→ TEXTE DE L'EXERCICE:
=-=-=

C'est précisément dans ce domaine, celui de la solidarité, que la Communauté de Sant'Egidio, une organisation de l'Église catholique, se distingue par la promotion d'une série d'initiatives axées sur le bien-être des personnes. Dans la ville de Beira, la Communauté s'engage dans la construction de logements pour les familles dans le besoin qui ont directement subi les effets dévastateurs du cyclone Idai, organise des dîners de solidarité et offre un soutien scolaire et sanitaire.

Ces activités impliquent des bénévoles et des professionnels de différents secteurs désireux de soutenir les plus vulnérables. Parmi ces personnes de bonne volonté, Nelson Moda, enseignant et représentant de la Communauté de Sant'Egidio à Sofala, s'est distingué en acceptant de s'entretenir avec Notícias pour donner un aperçu des activités de l'organisation.

Notícias : La Communauté de Sant'Egidio est active dans de nombreux domaines, mais concentrons-nous sur la ville de Beira... Alors, pour commencer... Quelle est la philosophie qui guide la Communauté dans son soutien aux populations vulnérables ?

=-=-=

→ QUESTIONS SUR LE TEXTE:
1 – Répondez à ces questions sur le texte sur Sant'Egidio :
(a) Dans quelle ville la Communauté construit-elle des logements pour les familles touchées par le cyclone Idai ?
(b) Quelle profession exerce Nelson Moda ?
(c) À quel média Nelson Moda accorde-t-il un entretien ?
2 – Résumez le texte sur Sant'Egidio en deux phrases.
3 – Rédigez la suite du texte sur Sant'Egidio à partir de sa dernière phrase, s'il vous plaît.
Les données ci-après forment un matériau indépendant du texte.

→ DONNÉES AFFICHÉES:
=-=-=

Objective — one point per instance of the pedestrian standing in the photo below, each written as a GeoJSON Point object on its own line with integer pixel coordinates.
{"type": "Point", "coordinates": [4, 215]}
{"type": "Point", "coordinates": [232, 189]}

=-=-=

→ RÉSULTATS PAR TÂCHE:
1 –
(a) À Beira.
(b) Il est enseignant.
(c) À Notícias.

2 – La Communauté de Sant'Egidio, une organisation de l'Église catholique, mène à Beira des actions de solidarité : elle construit des logements pour les familles touchées par le cyclone Idai, organise des dîners de solidarité et offre un soutien scolaire et sanitaire. Nelson Moda, enseignant et représentant de la Communauté à Sofala, s'entretient avec Notícias pour présenter ces activités, qui réunissent des bénévoles et des professionnels de différents secteurs.

3 –
Nelson Moda : Notre principale force, qui guide nos activités, non seulement à Sofala mais dans le monde entier, est de mettre l'accent sur la gratuité. C'est donc, disons, notre plus grande force, à savoir que tout ce que nous faisons doit être gratuit.

Notícias : Comment fonctionne cette gratuité ? 

Nelson Moda : Grâce au bénévolat. La Communauté fait beaucoup de choses dans le domaine de la santé, du social et dans d'autres secteurs. Ce sont des activités qui ont peu de chances d'échouer, car dès le départ, elles ne sont pas conçues pour être rentables.

Notícias : Pouvez-vous nous expliquer cette philosophie plus en détail ?

N.M. : Ce n'est pas exactement une philosophie, mais un mode de vie... s'offrir aux autres, dans la conviction, également biblique, qu'il y a plus de joie à donner qu'à recevoir. C'est donc à partir de là que toute personne souhaitant faire partie de la Communauté, en tant que bénévole, (même si d'autres en font partie en tant que médecins sous contrat, donc salariés) doit toujours partir pour son engagement, son humanisme, sa capacité à aller au-delà des limites contractuelles.

Notícias : Est-ce aussi simple que cela ?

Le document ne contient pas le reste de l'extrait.